◆ Selected text
The jaws of adolescent great white sharks may be too weak to capture and kill large marine mammals, according to a new study published in the Journal of Biomechanics by an international team of scientists.
The researchers also found that, unlike mammals, sharks can maintain high bite forces no matter how widely their jaws are open, thanks to a unique jaw muscle arrangement that has helped them to be among the most successful predators of all time.
The study is the first of its kind to use sophisticated three-dimensional computer models and advanced engineering techniques to examine how different sharks hunt and kill prey.
Detailed computer simulations examined the feeding behaviour of two threatened shark species: the harmless grey nurse – or sand tiger - and the notorious great white.
Digital models revealed that the jaws of grey nurse sharks are spring-loaded for a rapid strike on small, fast-moving fish, while those of great whites are better suited for a powerful bite on prey ranging in size from small fish to large marine mammals.

◆ Study material

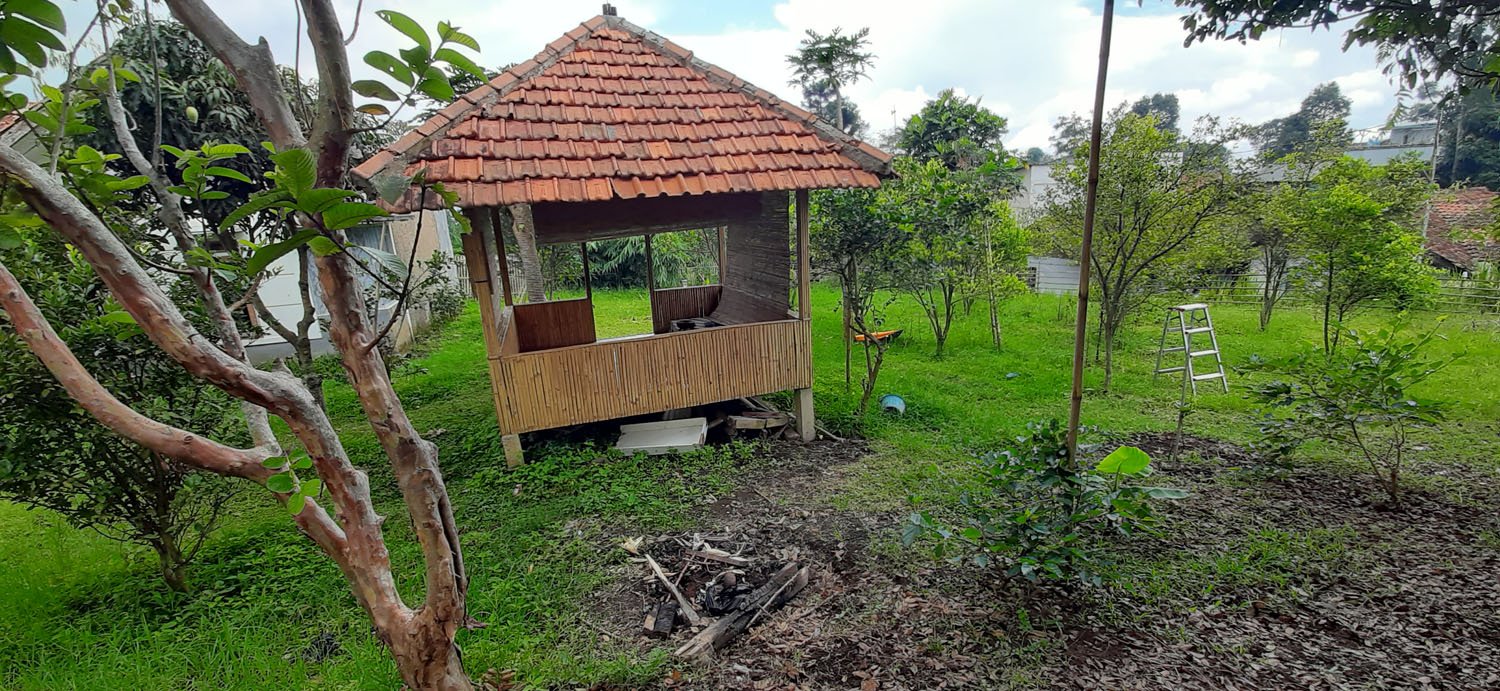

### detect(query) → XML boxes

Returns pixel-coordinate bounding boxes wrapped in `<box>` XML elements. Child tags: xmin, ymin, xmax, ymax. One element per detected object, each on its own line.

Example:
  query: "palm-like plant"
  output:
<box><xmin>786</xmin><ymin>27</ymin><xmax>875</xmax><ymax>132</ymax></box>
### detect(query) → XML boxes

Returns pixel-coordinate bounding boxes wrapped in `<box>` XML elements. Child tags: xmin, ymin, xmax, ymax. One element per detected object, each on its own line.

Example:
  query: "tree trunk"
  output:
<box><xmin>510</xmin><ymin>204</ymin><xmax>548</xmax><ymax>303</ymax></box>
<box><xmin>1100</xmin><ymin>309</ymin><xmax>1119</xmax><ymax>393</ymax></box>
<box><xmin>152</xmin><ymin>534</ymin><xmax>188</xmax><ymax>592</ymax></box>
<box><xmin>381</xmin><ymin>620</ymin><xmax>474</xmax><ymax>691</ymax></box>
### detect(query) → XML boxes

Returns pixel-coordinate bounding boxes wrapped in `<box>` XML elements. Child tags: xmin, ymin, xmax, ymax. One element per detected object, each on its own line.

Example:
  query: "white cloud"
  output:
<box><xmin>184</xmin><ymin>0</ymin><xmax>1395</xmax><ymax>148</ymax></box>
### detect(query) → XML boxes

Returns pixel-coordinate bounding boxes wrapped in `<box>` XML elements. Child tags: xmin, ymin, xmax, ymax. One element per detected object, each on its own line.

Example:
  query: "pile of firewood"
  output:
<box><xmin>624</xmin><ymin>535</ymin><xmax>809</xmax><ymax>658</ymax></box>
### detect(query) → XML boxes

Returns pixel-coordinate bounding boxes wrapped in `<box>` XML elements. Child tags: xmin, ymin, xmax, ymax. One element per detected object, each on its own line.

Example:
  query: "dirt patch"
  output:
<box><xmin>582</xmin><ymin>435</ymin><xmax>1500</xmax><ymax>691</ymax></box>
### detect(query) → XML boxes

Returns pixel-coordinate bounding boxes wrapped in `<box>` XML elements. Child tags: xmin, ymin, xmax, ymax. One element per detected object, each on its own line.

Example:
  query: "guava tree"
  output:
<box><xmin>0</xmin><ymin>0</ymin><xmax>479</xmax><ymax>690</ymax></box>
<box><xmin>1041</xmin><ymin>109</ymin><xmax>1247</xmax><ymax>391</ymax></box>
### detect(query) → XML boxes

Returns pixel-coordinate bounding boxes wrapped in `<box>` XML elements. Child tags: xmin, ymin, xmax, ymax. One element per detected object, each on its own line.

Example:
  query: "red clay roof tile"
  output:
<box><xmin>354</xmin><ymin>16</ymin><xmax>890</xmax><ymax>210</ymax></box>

◆ Apply what you read
**a)** Summarize the passage on shark jaw mechanics in two sentences.
**b)** In the passage on shark jaw mechanics, what lets sharks maintain high bite forces no matter how widely their jaws are open?

◆ Solved problems
**a)** A study in the Journal of Biomechanics used three-dimensional computer models and engineering techniques to examine how grey nurse sharks and great white sharks hunt and kill prey. It found that adolescent great whites may have jaws too weak to kill large marine mammals, that sharks keep high bite forces at any jaw gape, and that grey nurse jaws suit rapid strikes on small, fast fish while great white jaws suit powerful bites on prey up to large marine mammals.

**b)** A unique jaw muscle arrangement.